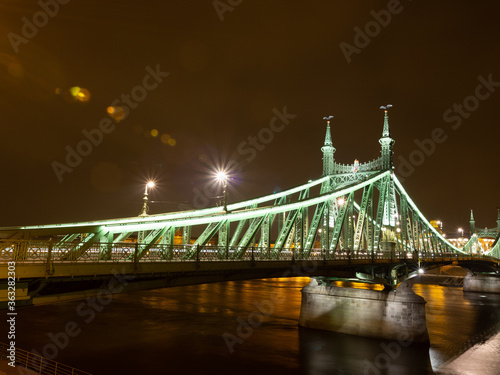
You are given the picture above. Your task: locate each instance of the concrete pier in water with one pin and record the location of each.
(482, 283)
(398, 315)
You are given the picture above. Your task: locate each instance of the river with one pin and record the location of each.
(246, 327)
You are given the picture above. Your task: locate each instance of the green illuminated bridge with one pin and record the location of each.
(356, 221)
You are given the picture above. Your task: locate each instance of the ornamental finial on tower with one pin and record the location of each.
(328, 149)
(386, 132)
(472, 223)
(328, 136)
(386, 141)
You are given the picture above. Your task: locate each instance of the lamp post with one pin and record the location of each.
(144, 211)
(222, 178)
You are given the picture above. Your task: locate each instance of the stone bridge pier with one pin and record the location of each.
(482, 283)
(393, 315)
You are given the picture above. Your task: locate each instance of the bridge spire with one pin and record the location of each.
(386, 141)
(328, 150)
(472, 223)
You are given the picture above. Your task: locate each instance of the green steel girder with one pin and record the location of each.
(151, 239)
(203, 239)
(367, 197)
(337, 228)
(84, 245)
(223, 240)
(247, 237)
(314, 228)
(285, 231)
(380, 213)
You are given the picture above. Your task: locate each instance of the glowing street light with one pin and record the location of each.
(144, 211)
(222, 177)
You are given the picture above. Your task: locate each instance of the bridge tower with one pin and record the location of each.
(328, 151)
(386, 142)
(388, 242)
(498, 220)
(472, 223)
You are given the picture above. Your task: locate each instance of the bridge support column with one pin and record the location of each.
(482, 283)
(398, 315)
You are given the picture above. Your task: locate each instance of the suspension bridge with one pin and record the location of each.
(355, 221)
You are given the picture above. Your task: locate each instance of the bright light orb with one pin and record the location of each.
(221, 176)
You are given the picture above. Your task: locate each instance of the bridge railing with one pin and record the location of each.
(37, 363)
(50, 252)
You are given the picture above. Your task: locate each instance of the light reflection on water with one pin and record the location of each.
(181, 330)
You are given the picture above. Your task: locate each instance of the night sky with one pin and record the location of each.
(229, 71)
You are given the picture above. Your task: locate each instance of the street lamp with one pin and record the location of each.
(144, 211)
(222, 178)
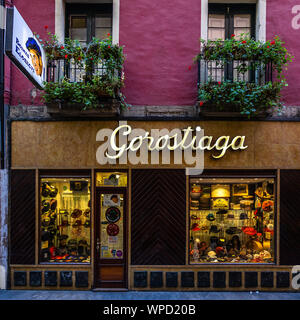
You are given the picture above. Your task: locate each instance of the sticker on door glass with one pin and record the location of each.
(111, 200)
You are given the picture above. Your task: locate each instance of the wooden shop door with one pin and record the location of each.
(110, 238)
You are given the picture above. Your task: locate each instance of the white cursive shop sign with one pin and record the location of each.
(138, 146)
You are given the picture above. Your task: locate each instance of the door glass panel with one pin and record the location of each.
(111, 226)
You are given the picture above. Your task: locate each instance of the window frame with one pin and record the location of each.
(229, 10)
(91, 11)
(212, 174)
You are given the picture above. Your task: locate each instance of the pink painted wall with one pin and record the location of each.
(161, 37)
(279, 22)
(37, 14)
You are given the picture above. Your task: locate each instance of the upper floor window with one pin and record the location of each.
(85, 22)
(224, 20)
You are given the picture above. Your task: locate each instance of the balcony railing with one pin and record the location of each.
(234, 71)
(74, 72)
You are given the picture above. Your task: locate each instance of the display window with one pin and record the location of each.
(65, 220)
(231, 220)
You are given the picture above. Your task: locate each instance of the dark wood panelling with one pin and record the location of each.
(22, 217)
(158, 217)
(289, 217)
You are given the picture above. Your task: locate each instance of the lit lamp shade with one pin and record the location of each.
(220, 191)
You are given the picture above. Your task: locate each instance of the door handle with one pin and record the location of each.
(98, 243)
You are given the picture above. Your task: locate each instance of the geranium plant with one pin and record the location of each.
(247, 98)
(90, 89)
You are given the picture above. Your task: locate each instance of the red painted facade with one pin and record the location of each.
(161, 38)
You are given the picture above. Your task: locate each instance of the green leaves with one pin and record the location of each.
(247, 98)
(246, 49)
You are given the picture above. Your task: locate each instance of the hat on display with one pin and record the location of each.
(112, 214)
(212, 254)
(210, 217)
(53, 192)
(45, 206)
(259, 192)
(249, 231)
(243, 216)
(76, 213)
(62, 236)
(46, 222)
(233, 230)
(77, 223)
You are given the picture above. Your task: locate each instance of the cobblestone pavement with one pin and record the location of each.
(138, 295)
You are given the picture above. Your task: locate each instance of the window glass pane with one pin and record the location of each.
(78, 28)
(101, 33)
(242, 20)
(111, 179)
(65, 220)
(216, 20)
(78, 22)
(216, 33)
(111, 224)
(246, 32)
(232, 220)
(103, 22)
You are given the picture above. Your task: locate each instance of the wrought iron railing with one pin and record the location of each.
(75, 72)
(233, 71)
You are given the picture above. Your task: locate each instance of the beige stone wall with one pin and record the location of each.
(72, 144)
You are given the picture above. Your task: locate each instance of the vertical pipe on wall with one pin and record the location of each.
(2, 32)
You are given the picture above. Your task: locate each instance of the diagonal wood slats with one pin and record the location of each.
(22, 217)
(289, 217)
(158, 217)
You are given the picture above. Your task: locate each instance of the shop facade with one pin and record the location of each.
(75, 221)
(76, 224)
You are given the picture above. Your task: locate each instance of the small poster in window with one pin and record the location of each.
(111, 200)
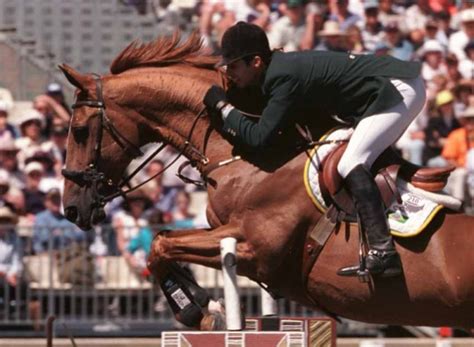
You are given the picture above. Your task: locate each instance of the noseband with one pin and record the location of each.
(97, 180)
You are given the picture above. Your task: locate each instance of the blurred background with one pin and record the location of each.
(96, 282)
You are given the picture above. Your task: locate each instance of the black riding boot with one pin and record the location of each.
(382, 258)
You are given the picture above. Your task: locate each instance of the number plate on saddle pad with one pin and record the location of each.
(406, 219)
(262, 332)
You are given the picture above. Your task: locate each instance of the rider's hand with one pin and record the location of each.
(215, 98)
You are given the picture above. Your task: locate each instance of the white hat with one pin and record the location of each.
(54, 88)
(431, 46)
(7, 216)
(467, 15)
(33, 166)
(3, 106)
(468, 112)
(8, 144)
(31, 115)
(331, 28)
(4, 177)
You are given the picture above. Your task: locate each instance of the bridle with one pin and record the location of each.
(97, 180)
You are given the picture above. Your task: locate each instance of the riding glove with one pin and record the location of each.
(215, 98)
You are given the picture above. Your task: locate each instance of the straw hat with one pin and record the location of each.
(31, 115)
(444, 97)
(468, 112)
(7, 215)
(431, 46)
(331, 28)
(467, 15)
(138, 195)
(8, 145)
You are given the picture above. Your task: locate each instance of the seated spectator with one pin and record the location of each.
(466, 66)
(462, 92)
(444, 30)
(459, 40)
(52, 177)
(400, 48)
(181, 217)
(455, 150)
(128, 221)
(355, 42)
(372, 33)
(171, 182)
(53, 113)
(287, 32)
(333, 39)
(7, 131)
(51, 230)
(432, 54)
(456, 18)
(162, 199)
(7, 98)
(439, 127)
(139, 247)
(340, 13)
(314, 23)
(30, 141)
(56, 147)
(417, 15)
(9, 162)
(390, 13)
(8, 194)
(453, 75)
(34, 197)
(55, 91)
(412, 142)
(11, 268)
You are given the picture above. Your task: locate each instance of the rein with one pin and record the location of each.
(96, 179)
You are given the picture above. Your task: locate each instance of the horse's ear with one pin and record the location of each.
(73, 76)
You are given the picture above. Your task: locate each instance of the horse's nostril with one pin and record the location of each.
(71, 213)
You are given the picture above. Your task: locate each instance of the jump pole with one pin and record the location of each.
(231, 290)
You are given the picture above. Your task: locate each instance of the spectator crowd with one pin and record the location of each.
(438, 33)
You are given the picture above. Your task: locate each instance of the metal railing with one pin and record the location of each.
(83, 280)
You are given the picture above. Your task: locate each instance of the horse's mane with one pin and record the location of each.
(164, 51)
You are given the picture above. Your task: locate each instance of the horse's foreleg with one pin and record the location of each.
(197, 246)
(187, 299)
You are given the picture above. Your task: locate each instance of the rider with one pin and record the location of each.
(380, 95)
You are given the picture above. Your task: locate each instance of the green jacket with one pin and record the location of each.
(312, 84)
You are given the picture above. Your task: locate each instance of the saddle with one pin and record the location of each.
(388, 167)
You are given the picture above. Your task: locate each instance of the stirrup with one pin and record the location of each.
(357, 270)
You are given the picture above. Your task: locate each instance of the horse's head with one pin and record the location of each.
(97, 151)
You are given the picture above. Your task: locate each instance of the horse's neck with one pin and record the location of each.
(170, 101)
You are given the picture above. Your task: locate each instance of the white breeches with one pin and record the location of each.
(376, 133)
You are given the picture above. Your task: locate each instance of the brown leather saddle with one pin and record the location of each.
(388, 167)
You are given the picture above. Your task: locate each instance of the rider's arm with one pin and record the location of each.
(283, 94)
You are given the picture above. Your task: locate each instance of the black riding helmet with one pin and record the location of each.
(242, 40)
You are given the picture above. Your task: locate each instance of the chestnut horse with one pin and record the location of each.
(154, 94)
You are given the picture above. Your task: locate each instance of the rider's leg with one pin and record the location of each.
(370, 138)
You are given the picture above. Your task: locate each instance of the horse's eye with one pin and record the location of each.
(80, 133)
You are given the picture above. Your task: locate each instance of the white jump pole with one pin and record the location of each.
(269, 305)
(231, 290)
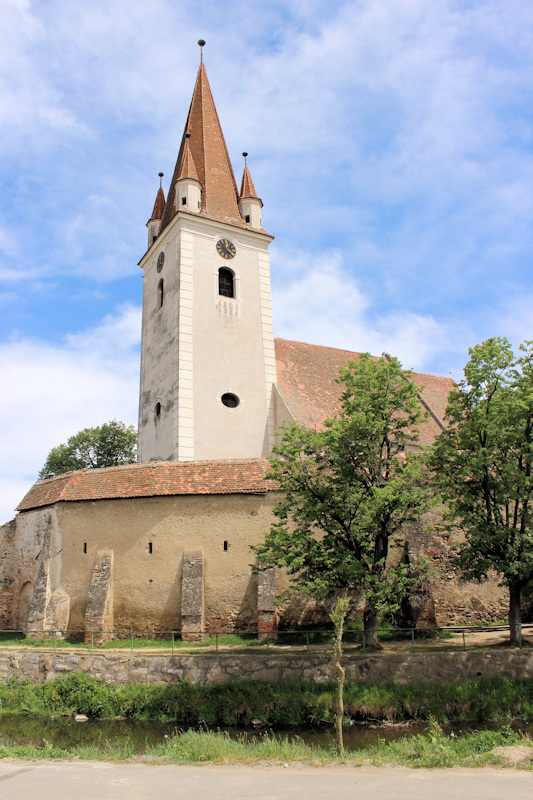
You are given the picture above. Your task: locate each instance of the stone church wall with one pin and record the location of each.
(7, 572)
(147, 539)
(52, 574)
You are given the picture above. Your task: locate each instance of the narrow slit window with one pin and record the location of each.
(226, 282)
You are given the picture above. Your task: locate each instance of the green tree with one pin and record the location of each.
(348, 490)
(107, 445)
(483, 466)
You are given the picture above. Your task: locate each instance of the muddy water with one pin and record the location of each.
(140, 736)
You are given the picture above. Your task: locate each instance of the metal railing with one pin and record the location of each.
(395, 639)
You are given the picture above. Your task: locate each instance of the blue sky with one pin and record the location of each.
(390, 140)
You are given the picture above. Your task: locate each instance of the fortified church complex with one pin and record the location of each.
(164, 544)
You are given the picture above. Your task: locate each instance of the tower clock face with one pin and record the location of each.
(225, 248)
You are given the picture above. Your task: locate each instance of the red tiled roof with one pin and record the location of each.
(159, 205)
(247, 185)
(152, 479)
(307, 376)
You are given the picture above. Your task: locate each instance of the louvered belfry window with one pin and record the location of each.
(226, 282)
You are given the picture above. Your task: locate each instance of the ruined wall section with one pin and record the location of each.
(455, 600)
(42, 604)
(7, 573)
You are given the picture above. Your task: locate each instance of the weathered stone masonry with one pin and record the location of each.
(207, 668)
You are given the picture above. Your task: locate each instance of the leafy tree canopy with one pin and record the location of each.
(349, 489)
(107, 445)
(483, 465)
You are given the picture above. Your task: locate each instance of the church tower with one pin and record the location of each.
(207, 356)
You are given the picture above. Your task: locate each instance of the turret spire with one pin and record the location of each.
(154, 222)
(250, 204)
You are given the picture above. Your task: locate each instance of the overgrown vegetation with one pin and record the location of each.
(433, 749)
(297, 704)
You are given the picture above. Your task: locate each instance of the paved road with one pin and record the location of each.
(102, 781)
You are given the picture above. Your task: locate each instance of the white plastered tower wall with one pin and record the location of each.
(199, 345)
(207, 357)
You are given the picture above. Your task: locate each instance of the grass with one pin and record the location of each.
(434, 749)
(297, 704)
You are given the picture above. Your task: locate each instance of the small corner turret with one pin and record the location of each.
(154, 222)
(250, 204)
(188, 189)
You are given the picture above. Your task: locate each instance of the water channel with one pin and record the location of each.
(141, 735)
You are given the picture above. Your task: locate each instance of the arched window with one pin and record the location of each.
(226, 282)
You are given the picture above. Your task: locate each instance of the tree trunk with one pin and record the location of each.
(370, 624)
(514, 614)
(338, 615)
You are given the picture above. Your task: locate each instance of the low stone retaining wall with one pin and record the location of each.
(203, 668)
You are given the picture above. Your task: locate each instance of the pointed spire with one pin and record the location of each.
(159, 205)
(247, 185)
(210, 158)
(187, 169)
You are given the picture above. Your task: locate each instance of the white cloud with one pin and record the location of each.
(55, 391)
(321, 303)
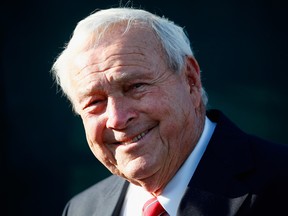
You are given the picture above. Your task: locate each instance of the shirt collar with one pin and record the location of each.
(171, 197)
(174, 191)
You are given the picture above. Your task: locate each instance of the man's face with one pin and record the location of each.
(140, 118)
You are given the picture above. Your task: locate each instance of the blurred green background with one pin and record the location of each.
(241, 47)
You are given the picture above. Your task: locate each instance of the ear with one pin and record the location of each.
(192, 74)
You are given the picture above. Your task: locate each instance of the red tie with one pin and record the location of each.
(153, 208)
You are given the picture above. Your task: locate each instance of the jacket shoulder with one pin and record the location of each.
(95, 198)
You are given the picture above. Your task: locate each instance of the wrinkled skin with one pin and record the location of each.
(141, 119)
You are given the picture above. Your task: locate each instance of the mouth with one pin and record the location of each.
(134, 139)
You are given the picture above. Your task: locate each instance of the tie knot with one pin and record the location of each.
(153, 208)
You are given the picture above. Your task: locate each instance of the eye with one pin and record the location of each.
(137, 85)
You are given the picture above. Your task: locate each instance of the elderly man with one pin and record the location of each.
(134, 81)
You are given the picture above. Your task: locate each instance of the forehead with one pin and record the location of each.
(133, 44)
(118, 56)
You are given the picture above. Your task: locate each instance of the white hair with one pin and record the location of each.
(89, 31)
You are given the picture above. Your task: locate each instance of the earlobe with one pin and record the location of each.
(192, 73)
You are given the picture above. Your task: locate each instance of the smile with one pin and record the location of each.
(135, 139)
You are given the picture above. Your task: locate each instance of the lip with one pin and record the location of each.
(134, 139)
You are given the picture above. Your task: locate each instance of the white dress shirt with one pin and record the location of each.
(170, 199)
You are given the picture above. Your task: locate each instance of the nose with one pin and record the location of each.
(120, 113)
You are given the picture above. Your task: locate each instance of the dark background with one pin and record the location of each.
(241, 47)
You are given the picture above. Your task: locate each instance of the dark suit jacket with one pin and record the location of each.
(239, 174)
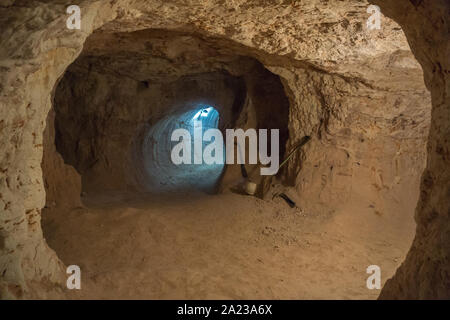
━━━
• Written task: Count the lines in the records that contain the word "street", and reply with only that number.

• Finished answer: 2